- _WORK TO COMPLETE_: A verbatim copy of the whole listing is what is needed.
[DATA LISTING — start]
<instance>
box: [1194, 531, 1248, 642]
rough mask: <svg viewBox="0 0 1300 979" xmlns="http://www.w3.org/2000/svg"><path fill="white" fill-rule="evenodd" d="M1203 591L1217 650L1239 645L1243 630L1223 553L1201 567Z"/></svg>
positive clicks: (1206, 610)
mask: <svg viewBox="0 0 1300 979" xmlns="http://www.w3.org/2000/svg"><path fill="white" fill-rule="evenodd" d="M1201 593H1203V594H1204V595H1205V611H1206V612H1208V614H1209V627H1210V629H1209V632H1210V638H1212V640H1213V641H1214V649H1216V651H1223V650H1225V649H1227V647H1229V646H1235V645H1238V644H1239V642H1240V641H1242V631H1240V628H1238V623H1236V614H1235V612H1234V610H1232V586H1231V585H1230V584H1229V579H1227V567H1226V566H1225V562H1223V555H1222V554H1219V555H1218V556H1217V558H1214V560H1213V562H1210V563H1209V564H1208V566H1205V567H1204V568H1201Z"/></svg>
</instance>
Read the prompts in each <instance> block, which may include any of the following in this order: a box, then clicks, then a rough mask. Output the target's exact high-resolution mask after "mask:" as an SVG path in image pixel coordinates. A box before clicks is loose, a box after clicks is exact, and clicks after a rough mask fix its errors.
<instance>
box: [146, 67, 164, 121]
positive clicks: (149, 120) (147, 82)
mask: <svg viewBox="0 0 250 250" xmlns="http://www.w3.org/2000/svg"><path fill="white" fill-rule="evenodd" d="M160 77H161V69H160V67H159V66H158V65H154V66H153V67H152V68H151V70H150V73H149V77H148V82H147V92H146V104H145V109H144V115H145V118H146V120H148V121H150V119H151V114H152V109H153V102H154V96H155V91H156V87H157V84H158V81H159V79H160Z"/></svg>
[DATA LISTING — finish]
- _EXPECTED ANSWER_:
<instance>
box: [1194, 531, 1248, 642]
rough mask: <svg viewBox="0 0 1300 979" xmlns="http://www.w3.org/2000/svg"><path fill="white" fill-rule="evenodd" d="M1203 591L1217 650L1239 645L1243 630L1223 553L1201 567Z"/></svg>
positive clicks: (1206, 610)
mask: <svg viewBox="0 0 1300 979" xmlns="http://www.w3.org/2000/svg"><path fill="white" fill-rule="evenodd" d="M1201 593H1203V594H1204V595H1205V611H1206V612H1208V614H1209V627H1210V629H1209V632H1210V638H1212V640H1213V641H1214V649H1216V651H1223V650H1225V649H1227V647H1229V646H1235V645H1238V644H1239V642H1240V641H1242V631H1240V628H1238V623H1236V614H1235V612H1234V610H1232V586H1231V585H1230V584H1229V579H1227V567H1226V566H1225V562H1223V555H1222V554H1219V555H1218V556H1217V558H1214V560H1213V562H1210V563H1209V564H1208V566H1205V567H1204V568H1201Z"/></svg>
</instance>
Read the prompts in each <instance> block, which may include any of the following in this order: a box, then clicks, then a rough mask. Output the target's exact high-resolution mask after "mask:" as an SVG path in image pixel coordinates. A box before clicks is loose, a box after clicks is exact, and clicks after a rough mask fix its errors.
<instance>
box: [146, 67, 164, 121]
positive clicks: (149, 120) (147, 82)
mask: <svg viewBox="0 0 250 250" xmlns="http://www.w3.org/2000/svg"><path fill="white" fill-rule="evenodd" d="M160 77H161V69H160V67H159V66H158V65H154V66H153V67H152V68H151V70H150V73H149V77H148V82H147V92H146V104H145V109H144V115H145V118H146V120H148V121H150V119H151V114H152V109H153V102H154V96H155V91H156V87H157V84H158V81H159V79H160Z"/></svg>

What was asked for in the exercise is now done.